_ENTRIES PROVIDED_:
>>

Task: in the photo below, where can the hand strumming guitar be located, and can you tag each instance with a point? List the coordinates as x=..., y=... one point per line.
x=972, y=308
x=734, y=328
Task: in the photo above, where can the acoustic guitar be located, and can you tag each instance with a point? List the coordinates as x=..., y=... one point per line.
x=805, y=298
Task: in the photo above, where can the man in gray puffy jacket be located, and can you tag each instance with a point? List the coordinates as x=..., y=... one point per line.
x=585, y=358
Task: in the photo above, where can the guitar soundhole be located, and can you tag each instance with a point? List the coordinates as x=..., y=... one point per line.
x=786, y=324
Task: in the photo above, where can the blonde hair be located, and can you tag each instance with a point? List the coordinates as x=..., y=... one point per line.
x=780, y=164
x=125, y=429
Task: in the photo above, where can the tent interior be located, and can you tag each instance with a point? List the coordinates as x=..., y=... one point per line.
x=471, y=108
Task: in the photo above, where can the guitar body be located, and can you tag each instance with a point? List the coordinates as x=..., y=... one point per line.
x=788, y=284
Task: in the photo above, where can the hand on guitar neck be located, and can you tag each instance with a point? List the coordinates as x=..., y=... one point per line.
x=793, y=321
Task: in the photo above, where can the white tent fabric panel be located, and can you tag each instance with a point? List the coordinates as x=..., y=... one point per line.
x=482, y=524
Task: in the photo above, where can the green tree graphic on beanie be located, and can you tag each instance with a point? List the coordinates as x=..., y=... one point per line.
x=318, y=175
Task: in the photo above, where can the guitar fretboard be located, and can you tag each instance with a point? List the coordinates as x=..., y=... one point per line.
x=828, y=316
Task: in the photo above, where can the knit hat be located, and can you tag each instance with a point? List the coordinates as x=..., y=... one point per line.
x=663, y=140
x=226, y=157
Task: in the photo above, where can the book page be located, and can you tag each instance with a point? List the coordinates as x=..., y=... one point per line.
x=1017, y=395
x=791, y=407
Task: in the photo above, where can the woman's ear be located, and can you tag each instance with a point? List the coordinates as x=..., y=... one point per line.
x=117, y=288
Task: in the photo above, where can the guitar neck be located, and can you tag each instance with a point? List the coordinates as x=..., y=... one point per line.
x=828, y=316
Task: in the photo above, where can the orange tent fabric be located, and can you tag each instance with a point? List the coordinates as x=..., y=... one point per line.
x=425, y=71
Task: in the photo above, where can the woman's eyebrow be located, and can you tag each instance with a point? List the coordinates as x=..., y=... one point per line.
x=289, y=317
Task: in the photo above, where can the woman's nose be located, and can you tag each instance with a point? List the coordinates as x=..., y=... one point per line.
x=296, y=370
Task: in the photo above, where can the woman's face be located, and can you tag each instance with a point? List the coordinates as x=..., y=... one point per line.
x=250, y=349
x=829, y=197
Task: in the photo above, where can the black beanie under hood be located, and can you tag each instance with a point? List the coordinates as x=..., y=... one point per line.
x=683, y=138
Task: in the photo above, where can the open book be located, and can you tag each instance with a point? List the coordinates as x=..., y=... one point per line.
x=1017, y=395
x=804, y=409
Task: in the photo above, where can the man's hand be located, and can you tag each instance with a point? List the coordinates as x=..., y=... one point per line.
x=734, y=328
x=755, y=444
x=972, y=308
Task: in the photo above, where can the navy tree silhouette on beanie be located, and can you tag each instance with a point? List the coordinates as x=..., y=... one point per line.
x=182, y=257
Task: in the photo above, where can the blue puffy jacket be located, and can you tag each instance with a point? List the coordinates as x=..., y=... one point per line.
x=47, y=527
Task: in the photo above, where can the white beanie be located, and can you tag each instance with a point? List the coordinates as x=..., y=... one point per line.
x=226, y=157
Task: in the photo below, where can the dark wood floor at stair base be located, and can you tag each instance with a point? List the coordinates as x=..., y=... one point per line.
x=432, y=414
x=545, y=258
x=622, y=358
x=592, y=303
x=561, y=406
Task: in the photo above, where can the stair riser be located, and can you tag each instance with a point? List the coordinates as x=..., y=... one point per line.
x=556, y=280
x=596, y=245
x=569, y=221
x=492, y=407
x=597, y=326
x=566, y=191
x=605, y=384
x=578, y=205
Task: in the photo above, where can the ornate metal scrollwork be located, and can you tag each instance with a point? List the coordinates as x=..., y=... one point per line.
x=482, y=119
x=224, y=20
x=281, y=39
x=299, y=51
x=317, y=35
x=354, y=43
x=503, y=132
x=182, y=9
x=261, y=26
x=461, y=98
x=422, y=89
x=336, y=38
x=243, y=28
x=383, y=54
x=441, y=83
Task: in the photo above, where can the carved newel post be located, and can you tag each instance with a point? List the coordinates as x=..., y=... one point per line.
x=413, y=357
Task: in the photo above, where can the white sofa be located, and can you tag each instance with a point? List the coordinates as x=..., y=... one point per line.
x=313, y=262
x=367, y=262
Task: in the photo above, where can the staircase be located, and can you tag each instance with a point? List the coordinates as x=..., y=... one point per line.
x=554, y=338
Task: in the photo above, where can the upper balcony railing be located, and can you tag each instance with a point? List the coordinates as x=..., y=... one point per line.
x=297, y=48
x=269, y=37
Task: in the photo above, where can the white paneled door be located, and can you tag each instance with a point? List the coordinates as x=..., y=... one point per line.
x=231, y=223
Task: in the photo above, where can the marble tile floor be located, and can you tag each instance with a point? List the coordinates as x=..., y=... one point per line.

<<

_WORK INSTRUCTION_: Print each line of the data exactly. Keep all of it.

_SOLUTION BELOW_:
Task: in the photo below, where can the hand strumming guitar be located, and can you tag each instance with a point? List the coordinates as x=..., y=... one point per line.
x=972, y=308
x=734, y=328
Task: in the photo above, where can the acoustic guitar be located, and can you tag each instance with a point? List the coordinates as x=..., y=... one point per line.
x=805, y=298
Task: in the photo above, where can the man in gray puffy jacket be located, and can you tag each instance with a point? List the coordinates as x=..., y=... one point per line.
x=585, y=358
Task: in the photo above, where can the guitar soundhole be located, and can you tag each instance with a point? List the coordinates as x=..., y=... one point per line.
x=786, y=324
Task: in the photo above, where can the blonde hair be located, and can you tag each instance with a point? List the coordinates as x=..., y=... one point per line.
x=780, y=164
x=125, y=429
Task: in the photo above, where can the tent interior be located, and can you tag each instance with a point? List the coordinates as x=..., y=... one point per line.
x=471, y=108
Task: in the photo above, where can the guitar body be located, and can you tag each instance with a point? List the coordinates as x=..., y=... one point per line.
x=788, y=284
Task: in the photo above, where can the hand on guitar neck be located, and can you tag each instance with a point? List the coordinates as x=..., y=... one point per line.
x=793, y=321
Task: in the photo above, where can the white tent fabric panel be located, and can you tag each instance with a point? List the coordinates as x=..., y=... one point per line.
x=482, y=524
Task: in the photo above, where can the green tree graphic on beanie be located, and can you tag each instance with a point? List the coordinates as x=..., y=... one point per line.
x=318, y=175
Task: in the photo above, where can the guitar fretboard be located, and can you tag each instance with a point? List the coordinates as x=..., y=... one point per line.
x=828, y=316
Task: in the photo above, where can the knit hat be located, and can you tag each instance with a point? List the coordinates as x=..., y=... one point per line.
x=663, y=140
x=226, y=157
Task: in the photo above, where can the book page be located, and can you tag each instance with a point? List the coordinates as x=..., y=... one point per line.
x=1017, y=395
x=791, y=407
Task: in the photo above, where can the woman's ear be located, and can you tag each instance with a point? List the coordinates as x=..., y=... one point per line.
x=117, y=288
Task: in the photo above, where can the guitar neck be located, and can you tag each instance with a point? List the coordinates as x=..., y=... one point per line.
x=828, y=316
Task: in the photo above, where can the orange tent fabric be located, and can you tag each instance with a point? List the coordinates as x=..., y=... one point per line.
x=425, y=71
Task: in the photo above, where can the woman's eyebrow be located, and can you tag each instance with a point? List the coordinates as x=..., y=... one point per line.
x=289, y=317
Task: in the photo above, where can the woman's nose be located, and can you tag each instance with a point? List the coordinates as x=..., y=... one point per line.
x=296, y=370
Task: in the photo above, where can the woman's face be located, and can you tag each instance with a point? List the coordinates as x=..., y=... one point per line.
x=250, y=349
x=829, y=197
Task: in the photo above, where can the black beanie under hood be located, and can you tag each instance with a point? List the coordinates as x=..., y=... one point per line.
x=683, y=138
Task: in the photo above, where can the open book be located, and can you tag each instance with a point? List the coordinates as x=..., y=... one point per line.
x=1017, y=395
x=804, y=409
Task: in the photo above, where can the man's hand be located, and can you tag each instance with a point? List the coordinates as x=..., y=... one point per line.
x=734, y=328
x=755, y=444
x=972, y=308
Task: in the photo above, where can the navy tree silhouette on beanie be located, and can you tag each instance with a point? List the coordinates as x=..., y=... one point per line.
x=182, y=257
Task: in the photo above, where can the blue puffy jacket be located, and can you tag each instance with a point? List the coordinates as x=..., y=... one point per line.
x=47, y=527
Task: in the photo above, where can the white beanie be located, and can you tag each instance with a point? List the coordinates as x=..., y=... one point per line.
x=226, y=157
Task: in the photo below, where can the dark wood floor at stair base be located, and can you tag each instance with a point? List the coordinates as x=..., y=... one point per line.
x=432, y=414
x=545, y=258
x=622, y=358
x=592, y=303
x=561, y=406
Task: in the photo above, where can the stair riser be located, and can you tag each instance with a point? List the coordinates as x=..., y=... one point per line.
x=556, y=280
x=596, y=245
x=569, y=221
x=492, y=407
x=597, y=326
x=566, y=191
x=605, y=384
x=578, y=205
Task: in the photo above, where can the ornate metal scrollwork be located, and can you tag each instance with a point? List the coordinates as x=..., y=... one point per line.
x=482, y=119
x=224, y=20
x=281, y=39
x=299, y=51
x=317, y=35
x=354, y=43
x=503, y=132
x=182, y=9
x=261, y=26
x=461, y=98
x=422, y=89
x=336, y=38
x=243, y=28
x=383, y=54
x=441, y=83
Task: in the photo above, where can the carved newel post be located, and can you tag each instance with a point? List the coordinates as x=..., y=... one point per line.
x=413, y=357
Task: in the photo above, where can the white sofa be located, and can you tag each instance with a point? List the coordinates as x=..., y=... one point per line.
x=313, y=262
x=367, y=262
Task: in the photo above, where can the staircase be located, and can you tag each instance with a point? List the coordinates as x=..., y=... one point per line.
x=554, y=338
Task: in the photo above, where can the upper balcony railing be located, and can you tag each instance with a point? List the coordinates as x=..., y=... one point per line.
x=297, y=48
x=269, y=37
Task: in the photo above, where can the white paneled door be located, and can you tag each instance with a point? List the coordinates as x=..., y=... one point per line.
x=231, y=223
Task: in the photo above, where can the marble tile floor be located, and can you tag each instance with a point? List the coordinates as x=..., y=... one point per line.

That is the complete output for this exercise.